## TASK DIRECTIONS
Beneath this task are records; state how many of their lines hold the word "positive", and nothing else.

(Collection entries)
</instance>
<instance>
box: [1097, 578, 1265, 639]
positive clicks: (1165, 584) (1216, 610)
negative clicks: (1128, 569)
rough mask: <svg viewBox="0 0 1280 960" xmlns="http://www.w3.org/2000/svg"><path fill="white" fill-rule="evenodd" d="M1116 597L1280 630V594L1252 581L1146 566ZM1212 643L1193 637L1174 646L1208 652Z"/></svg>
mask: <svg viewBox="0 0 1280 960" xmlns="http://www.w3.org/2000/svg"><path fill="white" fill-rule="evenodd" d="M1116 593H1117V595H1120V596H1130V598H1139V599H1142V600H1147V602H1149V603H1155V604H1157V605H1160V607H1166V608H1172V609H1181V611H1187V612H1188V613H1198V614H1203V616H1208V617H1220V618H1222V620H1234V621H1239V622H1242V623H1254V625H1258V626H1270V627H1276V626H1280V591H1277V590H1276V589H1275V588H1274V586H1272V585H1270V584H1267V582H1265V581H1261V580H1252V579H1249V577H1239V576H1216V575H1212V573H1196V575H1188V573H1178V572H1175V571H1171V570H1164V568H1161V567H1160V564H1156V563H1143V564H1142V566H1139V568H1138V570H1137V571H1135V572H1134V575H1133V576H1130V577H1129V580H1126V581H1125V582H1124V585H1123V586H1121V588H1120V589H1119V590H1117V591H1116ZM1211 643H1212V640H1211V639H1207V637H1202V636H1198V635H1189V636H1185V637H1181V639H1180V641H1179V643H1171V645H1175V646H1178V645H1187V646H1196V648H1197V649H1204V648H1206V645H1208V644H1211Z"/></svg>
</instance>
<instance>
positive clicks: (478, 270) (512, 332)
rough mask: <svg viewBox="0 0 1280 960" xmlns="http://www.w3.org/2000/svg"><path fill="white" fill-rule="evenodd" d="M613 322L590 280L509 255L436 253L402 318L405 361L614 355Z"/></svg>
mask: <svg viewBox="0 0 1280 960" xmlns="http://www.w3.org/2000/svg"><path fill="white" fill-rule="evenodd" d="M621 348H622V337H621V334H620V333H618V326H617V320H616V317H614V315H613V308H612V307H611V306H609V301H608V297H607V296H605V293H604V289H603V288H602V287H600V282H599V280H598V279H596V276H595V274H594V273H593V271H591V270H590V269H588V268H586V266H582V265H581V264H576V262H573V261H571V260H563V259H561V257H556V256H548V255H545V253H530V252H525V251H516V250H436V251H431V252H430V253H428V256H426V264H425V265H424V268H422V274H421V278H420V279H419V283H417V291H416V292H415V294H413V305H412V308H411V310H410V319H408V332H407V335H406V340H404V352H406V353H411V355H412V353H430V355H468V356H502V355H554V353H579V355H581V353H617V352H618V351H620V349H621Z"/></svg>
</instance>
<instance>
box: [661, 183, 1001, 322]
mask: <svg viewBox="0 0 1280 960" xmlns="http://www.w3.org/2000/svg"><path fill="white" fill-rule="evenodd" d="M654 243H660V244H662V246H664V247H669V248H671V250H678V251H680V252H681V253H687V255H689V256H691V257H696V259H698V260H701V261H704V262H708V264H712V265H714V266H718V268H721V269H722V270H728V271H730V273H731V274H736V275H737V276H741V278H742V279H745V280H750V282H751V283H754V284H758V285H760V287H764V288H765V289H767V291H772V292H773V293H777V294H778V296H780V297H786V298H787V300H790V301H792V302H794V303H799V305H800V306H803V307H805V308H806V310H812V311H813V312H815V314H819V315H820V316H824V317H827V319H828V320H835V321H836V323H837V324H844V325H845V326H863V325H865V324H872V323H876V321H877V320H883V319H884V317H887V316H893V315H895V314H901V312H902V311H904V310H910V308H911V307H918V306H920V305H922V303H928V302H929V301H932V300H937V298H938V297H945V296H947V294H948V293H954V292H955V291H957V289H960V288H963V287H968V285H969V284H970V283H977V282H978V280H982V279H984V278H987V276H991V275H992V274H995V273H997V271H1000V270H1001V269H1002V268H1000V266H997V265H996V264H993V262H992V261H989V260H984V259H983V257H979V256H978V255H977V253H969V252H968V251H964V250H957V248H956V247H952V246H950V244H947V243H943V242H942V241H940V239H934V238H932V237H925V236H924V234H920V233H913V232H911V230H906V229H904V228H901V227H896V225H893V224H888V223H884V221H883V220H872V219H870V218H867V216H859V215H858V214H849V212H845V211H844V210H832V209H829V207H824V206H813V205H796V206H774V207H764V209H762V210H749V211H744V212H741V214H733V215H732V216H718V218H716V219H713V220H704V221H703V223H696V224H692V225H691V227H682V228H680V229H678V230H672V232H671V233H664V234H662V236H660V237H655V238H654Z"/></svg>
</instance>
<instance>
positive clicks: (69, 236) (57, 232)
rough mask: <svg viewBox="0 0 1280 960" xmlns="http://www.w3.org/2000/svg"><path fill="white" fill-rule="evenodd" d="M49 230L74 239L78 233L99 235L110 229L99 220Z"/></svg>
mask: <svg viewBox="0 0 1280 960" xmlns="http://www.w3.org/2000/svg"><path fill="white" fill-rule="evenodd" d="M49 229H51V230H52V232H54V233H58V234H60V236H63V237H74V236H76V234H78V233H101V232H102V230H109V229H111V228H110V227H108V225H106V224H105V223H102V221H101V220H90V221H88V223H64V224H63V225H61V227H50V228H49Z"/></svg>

## EXERCISE OUTPUT
3